The health of the public is arguably one of the most important issues facing our world today. Right now, as you read this, the world is dealing with the escalating coronavirus outbreak, in which public health, education, prevention, and innovation all play pivotal roles.
While doctors treat the sick, public health professionals focus on preventing people from getting sick in the first place through education and promoting healthy behaviors. They distribute vaccinations to prevent the spread of disease, educate people on certain risk factors, create safety standards to protect workers, and develop school nutrition programs to ensure kids have access to healthy food, all of which improve quality of life, and, generally speaking, reduce overall human suffering.
“Public health promotes and protects the health of people and the communities where we live, learn, work and play,” said Mary Lou Lauer, PhD, director of Paradise Valley Community College’s Integrated Public Health Program. “I am so passionate about public health because it’s what is keeping us all alive and kicking.”
Dr. Lauer raved about the multitude of ways students can get involved and find successful career paths in the public health sector. Students who enjoy working with people, solving problems, reading, writing and public speaking, are all great candidates for PVCC’s Integrated Public Health Program.
The program was created 2½ years ago when Dr. Denise Digianfilippo received a grant from the Maricopa County Community College District to start an academic program in Integrated Public Health at PVCC. She and her team developed a two-year Associate of Applied Science (AAS) degree in Integrated Public Health, along with four one-year Certificate of Completion (CCL) programs that spin off from the two-year program: Health Education, Health Navigation (renamed Community Health Worker), Health Administration, and Mobile Integrated Health. The first classes began in the Fall 2019.
Beyond the two-year degree, students can transfer and go on to earn a bachelor’s, as well as a Master’s or Doctorate in Public Health. Graduates can become Certified Health Education Specialists, work in environmental or global health, and become epidemiologists, field investigators, and refugee coordinators, to name a few job titles. The field of public health also needs social workers, lawyers, environmental scientists, nutritionists, microbiologists, nurses, doctors, engineers… the list of professions that work with and in public health goes on and on.
As we approach National Public Health Week, join us on April 8th in the KSC Courtyard for activities that will help remind us about the importance of public health. Representatives from PVCC academic programs in nutrition, environmental health, sustainability, public health and from our fitness center will be there to answer questions and get you moving! Enjoy rock wall climbing, football toss, yoga and much more! See you on April 8th!

◆ ◆ ◆ ◆ ◆

TASK STATEMENT ::
Please restate the public health piece from "The program was" to "the Fall 2019.", substituting "Health Management" for "Health Administration".

◆ ◆ ◆ ◆ ◆

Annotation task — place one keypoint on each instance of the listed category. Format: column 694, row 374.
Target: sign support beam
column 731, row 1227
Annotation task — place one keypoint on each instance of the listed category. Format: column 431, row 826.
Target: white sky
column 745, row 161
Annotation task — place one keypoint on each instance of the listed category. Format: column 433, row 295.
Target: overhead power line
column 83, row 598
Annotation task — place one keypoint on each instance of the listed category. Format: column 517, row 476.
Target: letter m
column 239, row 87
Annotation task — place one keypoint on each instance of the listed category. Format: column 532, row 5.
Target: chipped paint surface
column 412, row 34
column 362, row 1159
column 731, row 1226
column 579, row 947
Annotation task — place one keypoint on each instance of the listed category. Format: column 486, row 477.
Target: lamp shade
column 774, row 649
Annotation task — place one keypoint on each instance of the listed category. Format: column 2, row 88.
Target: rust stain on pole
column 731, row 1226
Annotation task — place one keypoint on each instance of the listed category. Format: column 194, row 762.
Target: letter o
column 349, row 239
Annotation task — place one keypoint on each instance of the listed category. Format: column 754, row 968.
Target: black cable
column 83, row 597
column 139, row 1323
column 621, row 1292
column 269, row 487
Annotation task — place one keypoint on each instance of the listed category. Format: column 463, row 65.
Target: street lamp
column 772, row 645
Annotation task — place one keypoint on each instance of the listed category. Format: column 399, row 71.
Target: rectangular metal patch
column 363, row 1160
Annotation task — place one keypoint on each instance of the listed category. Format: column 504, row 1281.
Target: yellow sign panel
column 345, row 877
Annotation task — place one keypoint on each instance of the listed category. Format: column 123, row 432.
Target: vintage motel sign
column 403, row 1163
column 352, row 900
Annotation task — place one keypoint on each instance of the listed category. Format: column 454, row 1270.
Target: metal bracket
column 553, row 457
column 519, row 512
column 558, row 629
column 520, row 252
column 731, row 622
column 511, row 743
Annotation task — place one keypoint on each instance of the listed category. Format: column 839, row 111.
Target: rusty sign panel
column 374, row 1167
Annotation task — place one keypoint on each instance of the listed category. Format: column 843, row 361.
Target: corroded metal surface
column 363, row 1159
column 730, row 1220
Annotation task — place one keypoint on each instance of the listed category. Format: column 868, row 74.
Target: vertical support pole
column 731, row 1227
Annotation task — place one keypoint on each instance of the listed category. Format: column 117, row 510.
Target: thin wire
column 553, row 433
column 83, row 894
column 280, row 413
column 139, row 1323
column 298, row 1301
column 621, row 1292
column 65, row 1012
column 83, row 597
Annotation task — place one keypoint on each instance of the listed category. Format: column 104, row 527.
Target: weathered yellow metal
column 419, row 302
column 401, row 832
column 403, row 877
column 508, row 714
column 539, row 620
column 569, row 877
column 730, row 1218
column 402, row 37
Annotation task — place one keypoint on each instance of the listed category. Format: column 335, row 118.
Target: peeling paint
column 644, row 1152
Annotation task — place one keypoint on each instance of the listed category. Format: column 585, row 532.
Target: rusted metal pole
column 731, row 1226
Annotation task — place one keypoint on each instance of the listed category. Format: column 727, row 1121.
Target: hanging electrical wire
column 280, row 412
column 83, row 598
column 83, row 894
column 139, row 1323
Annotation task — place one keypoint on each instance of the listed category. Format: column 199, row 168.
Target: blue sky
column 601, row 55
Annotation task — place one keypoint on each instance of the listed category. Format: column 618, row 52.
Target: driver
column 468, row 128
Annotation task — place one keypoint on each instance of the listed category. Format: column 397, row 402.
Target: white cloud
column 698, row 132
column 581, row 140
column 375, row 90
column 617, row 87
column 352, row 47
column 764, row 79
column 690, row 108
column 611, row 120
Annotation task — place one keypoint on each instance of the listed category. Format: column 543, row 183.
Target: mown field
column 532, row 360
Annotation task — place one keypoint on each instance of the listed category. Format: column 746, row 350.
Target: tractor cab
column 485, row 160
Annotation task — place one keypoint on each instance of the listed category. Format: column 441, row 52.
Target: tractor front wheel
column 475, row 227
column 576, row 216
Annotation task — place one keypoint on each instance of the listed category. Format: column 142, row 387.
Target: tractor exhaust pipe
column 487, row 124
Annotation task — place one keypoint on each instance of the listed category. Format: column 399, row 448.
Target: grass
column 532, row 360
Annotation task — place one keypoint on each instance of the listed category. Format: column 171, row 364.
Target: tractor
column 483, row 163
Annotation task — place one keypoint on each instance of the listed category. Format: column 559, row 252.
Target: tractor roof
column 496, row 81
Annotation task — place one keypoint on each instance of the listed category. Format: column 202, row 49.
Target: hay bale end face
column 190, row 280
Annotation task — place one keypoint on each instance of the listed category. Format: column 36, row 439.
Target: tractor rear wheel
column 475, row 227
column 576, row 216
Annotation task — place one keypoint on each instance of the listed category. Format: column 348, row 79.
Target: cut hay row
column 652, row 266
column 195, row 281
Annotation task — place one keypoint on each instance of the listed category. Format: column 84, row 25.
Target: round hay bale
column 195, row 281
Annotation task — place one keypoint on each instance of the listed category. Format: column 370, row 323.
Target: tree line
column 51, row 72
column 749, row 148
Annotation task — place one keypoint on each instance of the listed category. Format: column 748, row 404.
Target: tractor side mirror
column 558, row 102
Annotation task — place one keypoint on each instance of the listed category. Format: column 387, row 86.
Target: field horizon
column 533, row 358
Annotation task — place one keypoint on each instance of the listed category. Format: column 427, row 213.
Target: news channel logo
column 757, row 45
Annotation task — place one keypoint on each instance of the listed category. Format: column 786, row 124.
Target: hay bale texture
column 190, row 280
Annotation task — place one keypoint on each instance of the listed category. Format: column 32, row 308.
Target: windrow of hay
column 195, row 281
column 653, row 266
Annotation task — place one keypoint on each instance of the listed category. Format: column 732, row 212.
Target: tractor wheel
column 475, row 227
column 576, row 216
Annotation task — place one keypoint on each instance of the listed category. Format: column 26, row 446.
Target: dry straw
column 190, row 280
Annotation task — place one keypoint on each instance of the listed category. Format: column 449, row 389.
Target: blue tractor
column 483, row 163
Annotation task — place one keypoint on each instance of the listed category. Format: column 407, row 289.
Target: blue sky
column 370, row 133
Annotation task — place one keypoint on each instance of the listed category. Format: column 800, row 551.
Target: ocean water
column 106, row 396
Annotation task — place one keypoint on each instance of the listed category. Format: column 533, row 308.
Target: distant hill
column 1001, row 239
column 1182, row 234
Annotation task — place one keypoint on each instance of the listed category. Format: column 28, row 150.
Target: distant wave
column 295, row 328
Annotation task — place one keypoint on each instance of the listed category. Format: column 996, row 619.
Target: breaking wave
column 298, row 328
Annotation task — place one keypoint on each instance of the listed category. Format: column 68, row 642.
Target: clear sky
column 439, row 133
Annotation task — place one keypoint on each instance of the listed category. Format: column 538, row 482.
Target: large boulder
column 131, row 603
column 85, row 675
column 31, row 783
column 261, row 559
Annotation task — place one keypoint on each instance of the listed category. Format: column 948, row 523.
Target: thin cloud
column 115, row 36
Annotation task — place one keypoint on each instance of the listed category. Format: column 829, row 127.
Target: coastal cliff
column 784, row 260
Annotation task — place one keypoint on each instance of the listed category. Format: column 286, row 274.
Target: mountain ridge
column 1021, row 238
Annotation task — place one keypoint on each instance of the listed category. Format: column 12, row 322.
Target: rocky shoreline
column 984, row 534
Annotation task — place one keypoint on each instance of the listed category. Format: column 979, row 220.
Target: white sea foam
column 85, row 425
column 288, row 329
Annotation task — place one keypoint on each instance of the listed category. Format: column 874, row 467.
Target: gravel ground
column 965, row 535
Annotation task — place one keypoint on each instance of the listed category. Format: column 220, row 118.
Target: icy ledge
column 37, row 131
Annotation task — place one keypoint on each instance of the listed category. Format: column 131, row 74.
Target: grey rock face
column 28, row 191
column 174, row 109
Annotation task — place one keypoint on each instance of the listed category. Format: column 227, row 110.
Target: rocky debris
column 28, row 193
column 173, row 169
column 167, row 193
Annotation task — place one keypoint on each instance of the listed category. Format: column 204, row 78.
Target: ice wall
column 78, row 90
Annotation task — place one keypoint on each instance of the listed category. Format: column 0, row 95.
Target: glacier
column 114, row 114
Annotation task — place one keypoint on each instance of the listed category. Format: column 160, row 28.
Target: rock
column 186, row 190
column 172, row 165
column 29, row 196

◆ ◆ ◆ ◆ ◆

ANSWER SPACE ::
The program was created 2½ years ago when Dr. Denise Digianfilippo received a grant from the Maricopa County Community College District to start an academic program in Integrated Public Health at PVCC. She and her team developed a two-year Associate of Applied Science (AAS) degree in Integrated Public Health, along with four one-year Certificate of Completion (CCL) programs that spin off from the two-year program: Health Education, Health Navigation (renamed Community Health Worker), Health Management, and Mobile Integrated Health. The first classes began in the Fall 2019.